▶ **Aufgabe**
Beantworte bitte die folgenden Fragen zum Ausgangstext.
1. Wie lang war laut bine der größte verendete Wels?
2. Wer hat laut Kurzer zu diesem Thema schon einen Thread eröffnet?
3. Wodurch wäre das Unglück nach Ansicht von dorschhai sicherlich vermeidbar gewesen?

▶ **Ausgangstext**
-=-=-
# Eure Hilfe wird dringend benötigt - Unglück am Trifthanslteich



## bine (16. August 2006)

In einem wunderbaren Angelteich in der Steiermark ist ein großes Unglück geschehen. Ich habe hier mal den Link für Euch: http://www.trifthanslteich.at/galerie/galerie5.htm#

Jeder Euro Spende ist für den Erhalt und Wiederbesatz dieses einzigartigen Angelteiches (der größte verendete Wels mit 2,80m) absolut wichtig.

Wenn ihr spenden wollt und wollt Euch die Auslandsgebühr sparen, dann könnt ihr gerne auf ein von mir eingerichtetes (deutsches) Bankkonto einzahlen. Ich leite das Geld dann umgehend an die Besitzer des Teiches weiter!!

Bei Interesse bekommt ihr die Bankdaten per PN! 

BITTE HELFT, dieser Familie, Ihren seit über 17 Jahren bestehenden Familienbetrieb zu erhalten.


----------



## Kurzer (16. August 2006)

*AW: Eure Hilfe wird dringend benötigt - Unglück am Trifthanslteich*

http://www.anglerboard.de/board/showthread.php?t=82514

Hallo Bine,

der Leipziger hat diesbezüglich schon nen Thread eröffnet. Ehrlich gesagt müßte man zuerst den Besitzer helfen, Helfen im Sinn von "Aufklärungsarbeit in Sachen Gewässerbewirtschaftung"...

... ist meine Meinung.


----------



## dorschhai (16. August 2006)

*AW: Eure Hilfe wird dringend benötigt - Unglück am Trifthanslteich*

Wäre durch regelmäßige Kontrollen sicherlich vermeidbar gewesen, wenn man sich mal die Vergiftungsursache durchliest. Zu viel Fisch, ....
-=-=-
▶ **Ausgangsdaten**
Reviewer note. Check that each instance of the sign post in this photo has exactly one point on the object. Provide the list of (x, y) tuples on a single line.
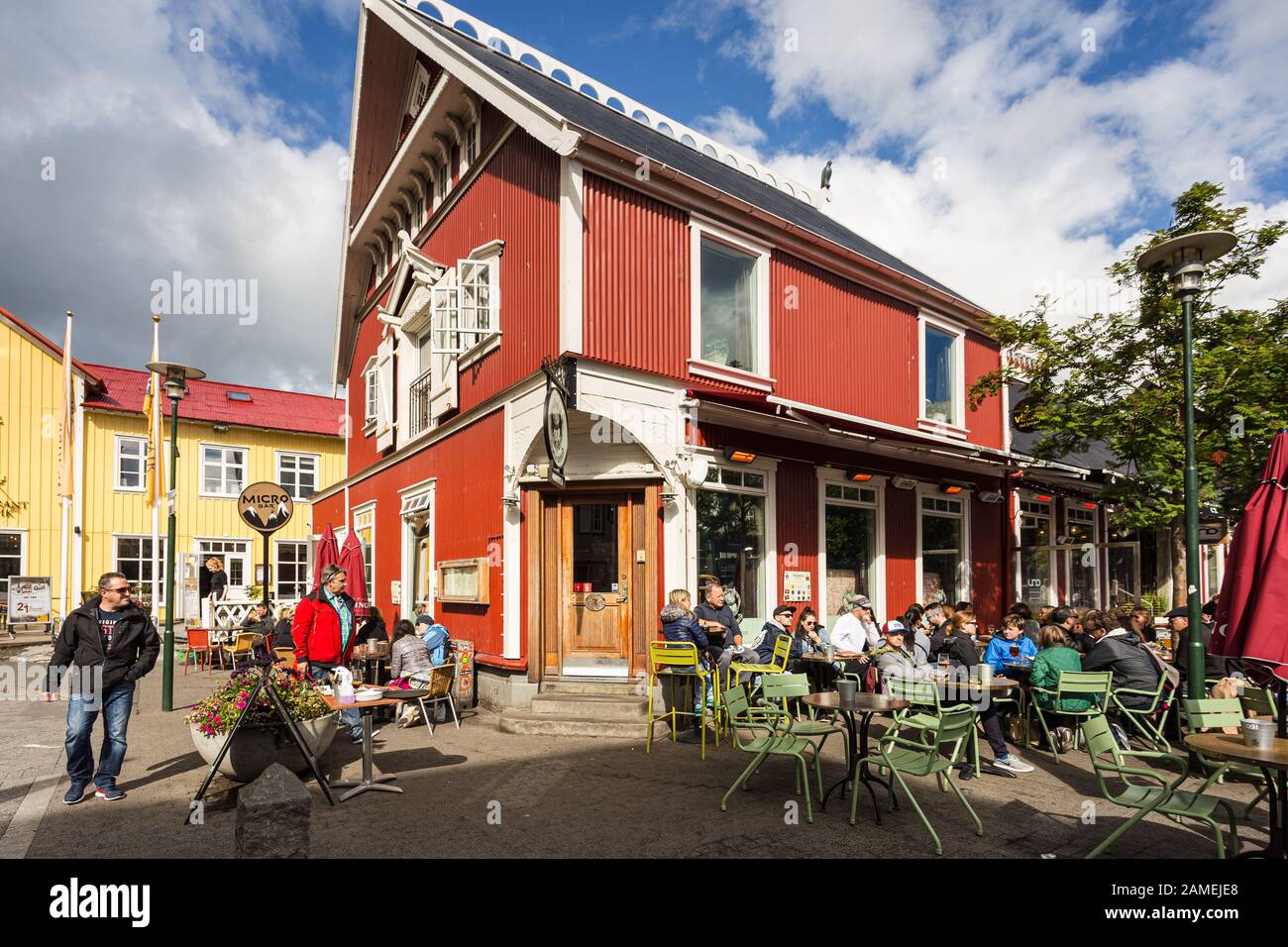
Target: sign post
-=-=-
▶ **Lösung**
1. 2,80 m
2. Der Leipziger
3. Durch regelmäßige Kontrollen